* begin Records to use *
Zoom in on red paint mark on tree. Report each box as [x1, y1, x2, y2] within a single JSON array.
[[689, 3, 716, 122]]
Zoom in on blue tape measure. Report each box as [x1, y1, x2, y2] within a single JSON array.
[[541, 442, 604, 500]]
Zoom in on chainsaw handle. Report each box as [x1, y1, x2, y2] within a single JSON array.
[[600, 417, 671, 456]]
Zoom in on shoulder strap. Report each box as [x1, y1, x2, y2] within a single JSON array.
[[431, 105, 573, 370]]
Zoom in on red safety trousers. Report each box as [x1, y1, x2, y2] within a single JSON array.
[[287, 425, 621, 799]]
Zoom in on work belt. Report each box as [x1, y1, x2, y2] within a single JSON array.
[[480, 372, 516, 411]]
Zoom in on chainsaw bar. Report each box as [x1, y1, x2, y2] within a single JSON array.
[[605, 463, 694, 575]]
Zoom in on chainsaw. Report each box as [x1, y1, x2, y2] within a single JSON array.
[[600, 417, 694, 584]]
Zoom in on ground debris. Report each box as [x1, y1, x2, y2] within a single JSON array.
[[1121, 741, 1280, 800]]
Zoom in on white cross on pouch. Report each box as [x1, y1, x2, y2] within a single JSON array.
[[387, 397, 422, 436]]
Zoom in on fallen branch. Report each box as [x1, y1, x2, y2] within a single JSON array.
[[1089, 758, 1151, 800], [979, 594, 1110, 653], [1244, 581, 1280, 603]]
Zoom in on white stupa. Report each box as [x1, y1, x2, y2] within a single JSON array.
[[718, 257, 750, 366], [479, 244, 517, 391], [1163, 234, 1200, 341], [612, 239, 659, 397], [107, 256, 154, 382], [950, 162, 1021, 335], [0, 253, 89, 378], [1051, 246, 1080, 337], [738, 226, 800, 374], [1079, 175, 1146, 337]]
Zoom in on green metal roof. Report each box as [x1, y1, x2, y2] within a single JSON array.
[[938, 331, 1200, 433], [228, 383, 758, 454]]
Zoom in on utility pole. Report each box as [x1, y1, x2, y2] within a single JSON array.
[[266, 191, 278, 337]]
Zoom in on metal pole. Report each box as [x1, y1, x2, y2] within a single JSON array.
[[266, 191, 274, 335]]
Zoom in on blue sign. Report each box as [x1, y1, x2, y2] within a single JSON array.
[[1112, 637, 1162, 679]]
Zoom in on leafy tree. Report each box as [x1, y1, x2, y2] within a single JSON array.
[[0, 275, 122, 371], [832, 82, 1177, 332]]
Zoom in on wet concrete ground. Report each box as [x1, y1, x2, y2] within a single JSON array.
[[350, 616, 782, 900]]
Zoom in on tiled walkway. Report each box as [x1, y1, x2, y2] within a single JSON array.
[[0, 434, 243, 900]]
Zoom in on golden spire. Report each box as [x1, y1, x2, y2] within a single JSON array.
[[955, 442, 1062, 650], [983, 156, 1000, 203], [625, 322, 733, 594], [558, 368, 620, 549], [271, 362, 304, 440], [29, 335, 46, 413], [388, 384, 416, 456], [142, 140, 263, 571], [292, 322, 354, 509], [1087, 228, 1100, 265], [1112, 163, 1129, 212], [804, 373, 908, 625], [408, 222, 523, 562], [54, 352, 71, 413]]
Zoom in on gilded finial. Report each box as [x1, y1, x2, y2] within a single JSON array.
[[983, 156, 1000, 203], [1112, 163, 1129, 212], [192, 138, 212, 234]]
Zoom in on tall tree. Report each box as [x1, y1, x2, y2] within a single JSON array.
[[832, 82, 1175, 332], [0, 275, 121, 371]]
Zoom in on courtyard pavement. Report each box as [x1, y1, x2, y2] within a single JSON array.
* end Records to use *
▶ [Short exercise]
Please convert the records above into a numbered list with no blank lines.

▶ [Result]
1. Zoom in on red paint mark on tree. Report each box as [x1, y1, x2, y2] within a single JSON array.
2. [[689, 3, 716, 122]]
3. Zoom in on blue tape measure. Report each box as [x1, y1, x2, y2] within a single JSON array.
4. [[541, 442, 604, 500]]
5. Zoom in on chainsaw handle. Report each box as [x1, y1, x2, y2] within a single JSON array.
6. [[600, 417, 671, 456]]
7. Zoom in on shoulder strap. Report each box as [x1, y1, x2, y2] within a single JSON array.
8. [[431, 105, 573, 370]]
9. Zoom in on red safety trousers. Report each box as [x1, y1, x2, y2] within a single JSON array.
10. [[287, 425, 621, 799]]
11. Zoom in on work belt. Report each box as [x1, y1, x2, y2] within a single JSON array.
12. [[480, 372, 516, 411]]
13. Zoom in on chainsaw bar. Report each box as [x1, y1, x2, y2] within a single JSON array.
14. [[605, 463, 694, 575]]
15. Zoom in on chainsaw. Report each box as [x1, y1, x2, y2] within a single JSON array.
16. [[600, 417, 694, 584]]
17. Zoom in on ground debris. Report each box as [x1, y1, x2, y2] within a single JSON array.
18. [[1121, 741, 1280, 800]]
19. Zoom in on white cross on pouch. Report each box as [x1, y1, x2, y2] within a single JSON array.
20. [[387, 397, 422, 436]]
21. Zoom in on fallen branch. Report each box as [x1, y1, x2, y2] within a single JSON array.
22. [[1089, 758, 1151, 800], [979, 594, 1110, 653], [1244, 581, 1280, 603]]
23. Zoom in on white stupa. Report each box as [x1, y1, x2, y2] within a single JSON array.
24. [[718, 257, 750, 366], [479, 244, 517, 391], [1163, 234, 1200, 341], [612, 239, 659, 397], [107, 256, 154, 382], [950, 162, 1021, 335], [0, 253, 89, 378], [1051, 246, 1080, 337], [738, 226, 800, 374], [1079, 175, 1146, 337]]
25. Zoom in on green metal roof. Report each box as [x1, y1, x2, y2] within a single JSON array.
26. [[938, 331, 1200, 433], [228, 383, 758, 454]]
27. Zoom in on utility pole. Report each box as [x1, y1, x2, y2] within a single JSON array.
28. [[266, 191, 278, 337]]
29. Zoom in on metal pole. Report each box as [x1, y1, x2, y2] within a single JSON array.
30. [[266, 191, 274, 335]]
31. Zoom in on blue sign. Report each box as [x1, y1, x2, y2] within a single JSON array.
32. [[1112, 637, 1162, 679]]
33. Zoom in on leafy tree. Report each box as [x1, y1, x2, y2] within a single JSON array.
34. [[0, 275, 122, 371], [832, 82, 1177, 332]]
35. Zoom in on wet concrete ground. Report each box as [x1, y1, x2, y2] within a single JSON array.
36. [[350, 616, 782, 900]]
37. Zoom in on tiled walkway. Report each box as [x1, y1, x2, y2] within a single JSON array.
38. [[0, 434, 243, 900]]
39. Zoom in on golden spire. Report each box as [x1, y1, x2, y2] within a single JSON array.
40. [[955, 442, 1062, 650], [983, 156, 1000, 203], [625, 322, 733, 594], [558, 368, 620, 549], [271, 362, 304, 440], [29, 335, 46, 413], [388, 384, 416, 456], [142, 140, 263, 571], [292, 322, 354, 509], [1087, 228, 1100, 265], [1112, 163, 1129, 212], [804, 373, 908, 625], [408, 222, 523, 562], [54, 352, 71, 413]]
41. Zoom in on gilded finial. Report each box as [x1, y1, x2, y2] within a single JSON array.
42. [[983, 156, 1000, 203], [1112, 163, 1129, 212], [192, 138, 212, 234]]
43. Zoom in on tall tree. Report each box as [x1, y1, x2, y2] within a single JSON array.
44. [[832, 82, 1175, 332], [0, 275, 121, 371]]
45. Zoom in on courtyard pavement. Report each box as [x1, y1, x2, y2] within a single JSON array.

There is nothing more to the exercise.